══ GETOONDE TEKST

Veel menselijke genen worden mogelijk geassocieerd met erfelijke aandoeningen waar ze in werkelijkheid helemaal niets mee te maken hebben. Het is namelijk verbluffend eenvoudig om de verkeerde verbanden te leggen, zo stelt de Amerikaanse geneticus David Goldstein.

Daaarmee heeft hij een scenario bevestigd waar genetici eigenlijk al bang voor waren.

 

In PLoS Biology fileren Goldstein en collega’s de zogeheten ‘genome wide association’-studies (GWA), die momenteel erg in de mode zijn. Daarbij worden statistische verbanden gelegd tussen opvallende verschillen in de genomen van een groot aantal individuen, en de aandoeningen waar ze wel of niet aan lijden. Zowel de genetische afwijkingen als de ziektes moeten daarbij vrij algemeen voorkomen om een significant resultaat te krijgen.

════
══ VASTGELEGDE GEGEVENS

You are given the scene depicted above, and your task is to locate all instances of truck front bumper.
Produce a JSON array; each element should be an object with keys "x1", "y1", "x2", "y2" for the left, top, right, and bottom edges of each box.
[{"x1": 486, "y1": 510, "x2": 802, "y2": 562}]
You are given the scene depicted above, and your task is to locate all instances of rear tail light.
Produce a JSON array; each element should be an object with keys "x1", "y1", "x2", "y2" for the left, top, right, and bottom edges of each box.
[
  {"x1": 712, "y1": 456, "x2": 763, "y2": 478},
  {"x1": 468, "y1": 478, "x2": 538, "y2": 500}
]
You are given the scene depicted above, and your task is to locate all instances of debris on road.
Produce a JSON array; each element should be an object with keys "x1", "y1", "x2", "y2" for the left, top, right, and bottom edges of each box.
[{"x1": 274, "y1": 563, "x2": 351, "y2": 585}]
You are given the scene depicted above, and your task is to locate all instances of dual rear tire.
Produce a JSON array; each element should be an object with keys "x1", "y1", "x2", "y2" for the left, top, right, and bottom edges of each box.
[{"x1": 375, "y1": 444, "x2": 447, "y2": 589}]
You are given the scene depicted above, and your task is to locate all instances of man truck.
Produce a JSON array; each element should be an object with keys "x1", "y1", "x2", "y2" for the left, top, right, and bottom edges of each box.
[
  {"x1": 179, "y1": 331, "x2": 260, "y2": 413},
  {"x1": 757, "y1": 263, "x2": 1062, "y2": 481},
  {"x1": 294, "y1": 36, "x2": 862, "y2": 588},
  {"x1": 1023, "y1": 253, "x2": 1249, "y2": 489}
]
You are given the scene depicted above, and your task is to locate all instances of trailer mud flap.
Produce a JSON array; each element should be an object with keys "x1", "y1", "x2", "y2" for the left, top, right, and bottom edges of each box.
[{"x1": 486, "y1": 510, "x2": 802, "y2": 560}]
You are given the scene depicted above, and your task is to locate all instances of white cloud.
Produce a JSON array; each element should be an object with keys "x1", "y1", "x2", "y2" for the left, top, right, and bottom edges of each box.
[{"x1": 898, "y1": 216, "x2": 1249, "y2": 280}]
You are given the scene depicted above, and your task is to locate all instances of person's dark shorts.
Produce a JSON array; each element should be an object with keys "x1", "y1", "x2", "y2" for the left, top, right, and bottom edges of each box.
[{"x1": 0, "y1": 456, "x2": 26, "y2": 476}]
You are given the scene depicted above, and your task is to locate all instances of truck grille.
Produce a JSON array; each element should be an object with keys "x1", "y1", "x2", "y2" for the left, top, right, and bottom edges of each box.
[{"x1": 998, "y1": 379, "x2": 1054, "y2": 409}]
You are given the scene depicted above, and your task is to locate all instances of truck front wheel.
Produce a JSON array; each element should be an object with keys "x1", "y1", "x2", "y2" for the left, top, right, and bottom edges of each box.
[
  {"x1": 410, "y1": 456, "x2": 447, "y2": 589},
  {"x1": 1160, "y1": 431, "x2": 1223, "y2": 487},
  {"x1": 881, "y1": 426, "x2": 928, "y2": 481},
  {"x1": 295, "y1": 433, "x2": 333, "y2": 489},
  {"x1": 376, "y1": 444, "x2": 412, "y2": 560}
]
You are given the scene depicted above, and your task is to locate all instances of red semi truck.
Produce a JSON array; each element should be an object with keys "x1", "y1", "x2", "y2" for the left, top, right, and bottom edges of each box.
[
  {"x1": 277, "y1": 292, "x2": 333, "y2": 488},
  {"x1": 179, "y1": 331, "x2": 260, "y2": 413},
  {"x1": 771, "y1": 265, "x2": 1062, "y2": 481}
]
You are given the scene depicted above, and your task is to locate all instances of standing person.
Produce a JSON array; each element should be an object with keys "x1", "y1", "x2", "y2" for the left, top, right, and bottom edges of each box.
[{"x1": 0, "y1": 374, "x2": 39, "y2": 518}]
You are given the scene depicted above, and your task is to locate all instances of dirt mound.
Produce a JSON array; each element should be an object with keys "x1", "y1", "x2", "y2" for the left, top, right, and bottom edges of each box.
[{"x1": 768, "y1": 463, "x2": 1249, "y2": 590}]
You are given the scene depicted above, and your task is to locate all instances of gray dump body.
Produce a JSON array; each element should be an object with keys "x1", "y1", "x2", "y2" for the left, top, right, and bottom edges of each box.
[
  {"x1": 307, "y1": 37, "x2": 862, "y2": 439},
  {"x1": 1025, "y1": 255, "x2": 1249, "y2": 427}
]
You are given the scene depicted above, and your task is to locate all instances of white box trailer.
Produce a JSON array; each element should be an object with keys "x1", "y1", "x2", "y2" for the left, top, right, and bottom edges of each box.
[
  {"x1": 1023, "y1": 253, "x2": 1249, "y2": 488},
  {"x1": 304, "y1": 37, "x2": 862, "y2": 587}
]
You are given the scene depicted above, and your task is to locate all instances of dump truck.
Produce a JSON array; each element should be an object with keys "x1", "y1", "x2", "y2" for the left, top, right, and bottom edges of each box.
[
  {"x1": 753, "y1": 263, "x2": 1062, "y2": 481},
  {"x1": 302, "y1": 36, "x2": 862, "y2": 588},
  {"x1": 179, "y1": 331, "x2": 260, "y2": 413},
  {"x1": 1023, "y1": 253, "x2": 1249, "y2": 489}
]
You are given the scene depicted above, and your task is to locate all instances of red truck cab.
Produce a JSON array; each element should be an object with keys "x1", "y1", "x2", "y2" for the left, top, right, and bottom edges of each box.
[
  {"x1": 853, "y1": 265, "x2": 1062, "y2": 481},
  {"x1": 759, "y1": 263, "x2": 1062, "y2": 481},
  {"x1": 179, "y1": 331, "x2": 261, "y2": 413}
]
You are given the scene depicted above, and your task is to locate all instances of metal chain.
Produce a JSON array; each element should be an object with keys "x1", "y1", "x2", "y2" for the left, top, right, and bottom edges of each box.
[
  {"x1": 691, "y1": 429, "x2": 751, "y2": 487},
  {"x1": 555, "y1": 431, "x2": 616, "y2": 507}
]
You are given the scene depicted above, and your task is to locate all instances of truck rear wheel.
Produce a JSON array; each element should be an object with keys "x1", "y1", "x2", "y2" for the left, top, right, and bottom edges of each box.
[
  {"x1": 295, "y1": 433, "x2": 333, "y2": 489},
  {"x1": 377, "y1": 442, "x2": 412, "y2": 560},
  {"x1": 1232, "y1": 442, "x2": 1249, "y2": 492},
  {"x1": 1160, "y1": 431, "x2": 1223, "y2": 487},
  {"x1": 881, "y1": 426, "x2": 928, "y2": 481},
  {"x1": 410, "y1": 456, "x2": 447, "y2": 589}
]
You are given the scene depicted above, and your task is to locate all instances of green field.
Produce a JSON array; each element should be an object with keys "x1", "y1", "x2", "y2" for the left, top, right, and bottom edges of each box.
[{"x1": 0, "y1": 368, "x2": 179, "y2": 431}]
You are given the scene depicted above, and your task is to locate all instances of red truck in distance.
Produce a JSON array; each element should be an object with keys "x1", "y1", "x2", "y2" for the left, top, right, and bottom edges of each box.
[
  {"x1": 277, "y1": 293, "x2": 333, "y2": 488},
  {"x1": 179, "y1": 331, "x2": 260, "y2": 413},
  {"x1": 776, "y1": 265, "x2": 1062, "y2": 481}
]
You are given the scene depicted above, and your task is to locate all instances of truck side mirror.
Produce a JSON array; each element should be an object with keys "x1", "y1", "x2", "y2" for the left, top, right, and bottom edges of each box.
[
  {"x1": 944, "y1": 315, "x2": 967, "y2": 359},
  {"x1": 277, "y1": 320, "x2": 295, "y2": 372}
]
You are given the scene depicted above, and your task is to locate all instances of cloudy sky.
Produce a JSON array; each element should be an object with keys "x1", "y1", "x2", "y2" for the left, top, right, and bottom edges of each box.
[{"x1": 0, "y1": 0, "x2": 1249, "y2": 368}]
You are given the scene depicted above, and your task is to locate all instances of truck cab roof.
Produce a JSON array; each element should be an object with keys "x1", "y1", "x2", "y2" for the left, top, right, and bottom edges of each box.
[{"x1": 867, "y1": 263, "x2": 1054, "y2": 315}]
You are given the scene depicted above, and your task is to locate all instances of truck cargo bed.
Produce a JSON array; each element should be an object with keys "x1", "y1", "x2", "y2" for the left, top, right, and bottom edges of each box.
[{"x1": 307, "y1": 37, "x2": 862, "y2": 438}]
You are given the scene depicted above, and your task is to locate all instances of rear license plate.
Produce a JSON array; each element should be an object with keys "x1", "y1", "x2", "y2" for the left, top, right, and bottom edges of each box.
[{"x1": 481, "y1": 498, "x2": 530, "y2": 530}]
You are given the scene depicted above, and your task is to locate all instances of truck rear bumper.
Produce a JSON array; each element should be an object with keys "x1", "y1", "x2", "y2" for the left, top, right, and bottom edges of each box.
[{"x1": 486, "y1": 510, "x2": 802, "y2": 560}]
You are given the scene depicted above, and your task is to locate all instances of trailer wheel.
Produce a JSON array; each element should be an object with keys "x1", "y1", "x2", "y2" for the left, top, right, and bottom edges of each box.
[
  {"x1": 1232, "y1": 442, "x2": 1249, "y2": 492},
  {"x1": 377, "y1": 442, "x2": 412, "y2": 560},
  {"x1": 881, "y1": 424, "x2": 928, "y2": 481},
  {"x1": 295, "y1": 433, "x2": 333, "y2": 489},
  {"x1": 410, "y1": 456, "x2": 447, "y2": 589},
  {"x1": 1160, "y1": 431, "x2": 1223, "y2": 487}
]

════

**DOEL OPDRACHT**
Wat geldt volgens de tekst over GWA-studies voor zowel de genetische afwijkingen als de ziektes als je een significant resultaat wilt krijgen?

**ANTWOORD OPDRACHT**
Ze moeten vrij algemeen voorkomen.